▶ **Task instructions**
In the items below, copy word for word every line from the one containing "marble statue shown in the photograph." up to and including the one containing "[0,112,53,261]".
# start of Dataset entries
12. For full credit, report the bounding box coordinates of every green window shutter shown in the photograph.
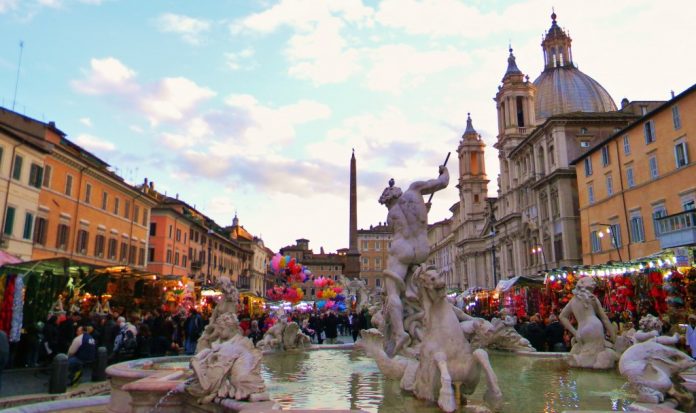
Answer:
[22,212,34,239]
[4,207,15,235]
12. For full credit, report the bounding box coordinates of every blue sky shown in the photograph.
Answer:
[0,0,696,251]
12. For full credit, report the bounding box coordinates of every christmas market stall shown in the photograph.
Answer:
[0,258,106,342]
[495,276,549,319]
[545,252,696,323]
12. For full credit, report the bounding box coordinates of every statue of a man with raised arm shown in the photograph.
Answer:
[379,165,449,357]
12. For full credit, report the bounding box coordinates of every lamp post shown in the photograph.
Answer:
[205,229,214,284]
[532,245,549,271]
[596,223,623,261]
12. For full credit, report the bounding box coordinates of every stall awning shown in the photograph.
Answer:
[495,275,544,293]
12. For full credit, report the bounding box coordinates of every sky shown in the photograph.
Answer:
[0,0,696,252]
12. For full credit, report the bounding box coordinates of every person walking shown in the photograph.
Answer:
[68,326,97,386]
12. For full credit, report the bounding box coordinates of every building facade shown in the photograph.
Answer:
[357,222,394,289]
[0,110,156,270]
[573,85,696,264]
[448,13,660,288]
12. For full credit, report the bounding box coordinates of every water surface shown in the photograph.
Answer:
[262,350,632,413]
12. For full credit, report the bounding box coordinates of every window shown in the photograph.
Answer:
[75,229,89,254]
[12,155,24,181]
[602,145,609,166]
[29,163,43,189]
[648,155,658,179]
[653,204,667,237]
[108,238,118,260]
[643,120,655,145]
[585,156,592,176]
[626,166,636,188]
[587,184,594,204]
[590,231,602,252]
[609,224,621,248]
[630,214,645,242]
[85,184,92,204]
[672,106,681,130]
[3,207,15,236]
[624,135,631,155]
[674,141,689,168]
[94,234,106,258]
[65,175,72,196]
[119,242,128,263]
[22,212,34,239]
[34,217,48,246]
[56,224,70,251]
[42,165,52,188]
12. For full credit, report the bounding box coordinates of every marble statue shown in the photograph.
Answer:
[196,277,241,352]
[357,264,502,412]
[379,165,449,356]
[619,315,696,411]
[460,316,536,351]
[256,315,312,351]
[185,313,269,404]
[558,277,618,369]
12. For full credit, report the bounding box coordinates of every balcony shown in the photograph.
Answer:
[655,210,696,248]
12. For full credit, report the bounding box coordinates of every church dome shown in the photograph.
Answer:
[534,13,617,120]
[534,66,617,119]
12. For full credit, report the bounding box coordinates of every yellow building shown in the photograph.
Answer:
[358,222,394,288]
[572,85,696,264]
[0,112,53,261]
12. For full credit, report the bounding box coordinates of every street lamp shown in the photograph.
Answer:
[532,245,549,271]
[596,224,623,261]
[205,228,215,284]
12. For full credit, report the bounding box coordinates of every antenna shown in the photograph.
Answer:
[12,40,24,111]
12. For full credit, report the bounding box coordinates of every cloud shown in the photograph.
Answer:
[231,0,372,85]
[0,0,19,13]
[155,13,211,45]
[140,77,216,125]
[225,47,255,70]
[72,57,138,95]
[75,133,116,153]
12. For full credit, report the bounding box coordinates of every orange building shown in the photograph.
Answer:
[148,193,253,289]
[572,85,696,264]
[2,111,155,269]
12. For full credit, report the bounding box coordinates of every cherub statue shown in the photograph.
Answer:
[619,315,696,411]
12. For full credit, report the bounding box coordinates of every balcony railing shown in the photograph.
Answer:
[655,210,696,248]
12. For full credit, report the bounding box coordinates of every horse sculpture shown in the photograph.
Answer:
[358,264,502,412]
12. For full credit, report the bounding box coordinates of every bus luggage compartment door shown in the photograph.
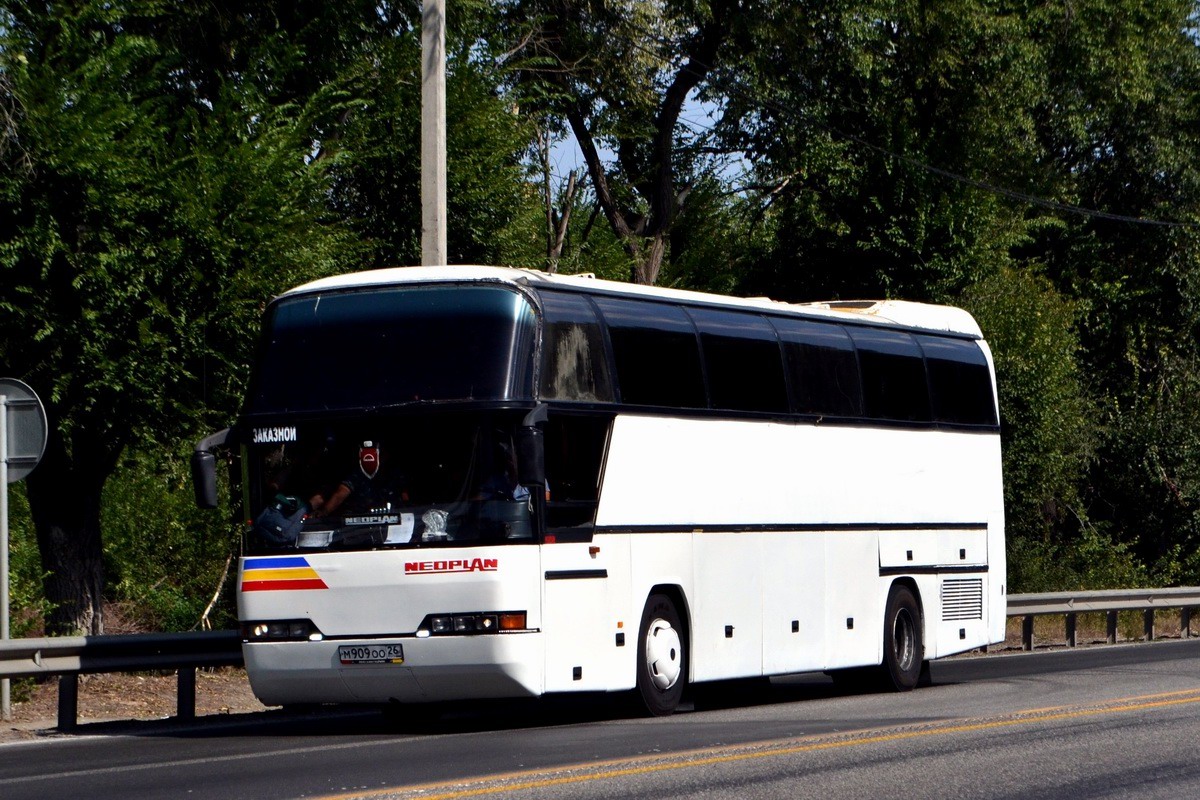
# end of Dataset entries
▶ **Exercise output**
12. For full credit, report the bounding box coordinates of every marble statue shown in the photograph.
Answer:
[196,277,241,352]
[357,264,502,412]
[379,165,449,356]
[619,315,696,411]
[460,316,536,351]
[256,315,312,351]
[185,313,269,404]
[558,277,618,369]
12. For full credit, report the bounding box coordinates of every balcony shown in the photograph.
Answer:
[655,210,696,248]
12. For full credit, report the bounding box coordinates of every church dome shown in the photograph.
Answer:
[534,13,617,120]
[534,66,617,119]
12. For full credit, report the bounding box coordinates of every yellow building shown in the photograph.
Answer:
[358,222,394,288]
[572,85,696,264]
[0,112,53,261]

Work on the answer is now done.